TASK BRIEF. Make an exact copy of all the data.

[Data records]
%%

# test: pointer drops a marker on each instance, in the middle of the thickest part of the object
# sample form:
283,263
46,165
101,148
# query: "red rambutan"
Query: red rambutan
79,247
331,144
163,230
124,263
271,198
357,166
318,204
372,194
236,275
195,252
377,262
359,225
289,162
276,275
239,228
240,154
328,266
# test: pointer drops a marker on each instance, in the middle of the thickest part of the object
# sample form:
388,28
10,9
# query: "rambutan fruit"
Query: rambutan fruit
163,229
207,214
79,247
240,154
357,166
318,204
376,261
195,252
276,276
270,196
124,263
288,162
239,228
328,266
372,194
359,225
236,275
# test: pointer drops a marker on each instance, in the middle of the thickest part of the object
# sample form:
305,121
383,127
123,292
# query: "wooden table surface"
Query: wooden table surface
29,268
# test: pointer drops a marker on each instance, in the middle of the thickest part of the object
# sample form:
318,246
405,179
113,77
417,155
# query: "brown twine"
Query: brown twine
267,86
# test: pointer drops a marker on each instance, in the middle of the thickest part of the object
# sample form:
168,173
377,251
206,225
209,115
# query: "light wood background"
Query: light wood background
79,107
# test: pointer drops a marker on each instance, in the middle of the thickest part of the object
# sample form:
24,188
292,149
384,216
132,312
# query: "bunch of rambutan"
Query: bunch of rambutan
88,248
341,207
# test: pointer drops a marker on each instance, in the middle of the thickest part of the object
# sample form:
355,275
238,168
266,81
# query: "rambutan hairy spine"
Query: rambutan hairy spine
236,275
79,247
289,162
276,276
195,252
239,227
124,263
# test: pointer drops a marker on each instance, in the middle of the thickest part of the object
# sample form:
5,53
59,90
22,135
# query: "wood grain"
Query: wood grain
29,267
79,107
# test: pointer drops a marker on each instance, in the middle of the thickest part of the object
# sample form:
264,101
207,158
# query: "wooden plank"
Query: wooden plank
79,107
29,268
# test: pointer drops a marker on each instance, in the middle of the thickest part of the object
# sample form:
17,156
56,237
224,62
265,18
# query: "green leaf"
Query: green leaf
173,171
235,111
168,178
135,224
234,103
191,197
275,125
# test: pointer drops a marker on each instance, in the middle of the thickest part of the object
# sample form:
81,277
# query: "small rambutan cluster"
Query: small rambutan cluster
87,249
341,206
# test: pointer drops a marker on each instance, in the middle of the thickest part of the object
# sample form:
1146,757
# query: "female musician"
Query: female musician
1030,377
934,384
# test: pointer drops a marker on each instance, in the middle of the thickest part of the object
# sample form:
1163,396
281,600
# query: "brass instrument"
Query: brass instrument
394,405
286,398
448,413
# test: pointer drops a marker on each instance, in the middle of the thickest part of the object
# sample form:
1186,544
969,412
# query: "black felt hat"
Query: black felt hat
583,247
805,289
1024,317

%%

RESULT.
# test: pointer drops a marker on each instance, in the middle of the thickest part of the object
# sample form:
283,263
46,165
101,148
# query: "red rambutan"
Query: red rambutan
79,247
331,144
163,230
124,263
271,198
357,166
318,204
372,194
236,275
195,252
377,262
359,225
289,162
276,275
239,228
240,154
328,266
# test: pointer drops a marker on each instance, in the middle of the thickest part of the object
# sample form:
388,28
10,9
# query: "rambutan fruit"
Query: rambutan fruit
163,229
207,214
79,247
240,154
357,166
318,204
376,261
195,252
276,276
270,196
124,263
288,162
239,228
328,266
372,194
359,225
236,275
# test: pointer drops a marker on each instance, in the middle of the thickest part of the object
# sample form:
305,121
383,127
123,292
# query: "wooden table surface"
Query: wooden table surface
29,268
# test: pointer drops a marker on each instance, in the middle of the thickest part of the object
# sample form:
318,246
405,179
113,77
417,155
# query: "brown twine"
Query: brown twine
267,86
# test: pointer drops a marker on each instance, in the middle of the thickest part of the object
# sample form:
168,173
377,251
206,225
209,115
# query: "light wood background"
Query: light wood background
79,107
# test: pointer drops a marker on each instance, in the middle of the thickest part of the object
# sample form:
24,188
292,149
384,216
132,312
# query: "bunch of rambutan"
Query: bunch of rambutan
88,248
341,207
# test: pointer drops a marker on each instance, in the middle of the thickest part of the object
# sample form:
355,275
238,168
266,81
# query: "rambutan hairy spine"
Query: rambutan hairy spine
236,275
79,247
289,162
276,276
195,252
239,227
124,263
# test: pointer drops a marker on each instance, in the middle of the thickest part of the object
# sample form:
5,53
59,90
22,135
# query: "wood grain"
Query: wood grain
29,267
79,107
# test: pointer drops a marker on each instance, in the middle of the thickest part of the object
# sample form:
264,101
207,158
# query: "wooden plank"
Query: wooden plank
79,107
29,268
# test: pointer drops a marker on each instance, in the middle of the thickest part of the object
# sample form:
17,156
56,237
224,62
265,18
# query: "green leaf"
Query: green leaf
173,171
235,111
168,178
135,224
234,103
191,197
275,125
# test: pointer drops a marker on each instance, in the middle of the thickest part of the object
# sample form:
81,277
# query: "small rambutan cluster"
Query: small rambutan cluster
87,249
341,206
# test: pointer drops a marker on each instance, in the middle of the thickest part of the object
# sample form:
1146,757
# query: "female musician"
Query: female musician
1030,377
934,384
# test: pointer drops a marker on each instance, in the middle of the thickest part of the object
# sample form:
1163,396
281,600
# query: "brass instrument"
Query: brass instrument
394,405
286,398
448,413
# test: pointer drops a marker on each instance, in the middle of the thickest part of the object
# sample form:
1186,544
969,412
# query: "black felt hat"
Query: black felt hat
583,247
805,289
1024,317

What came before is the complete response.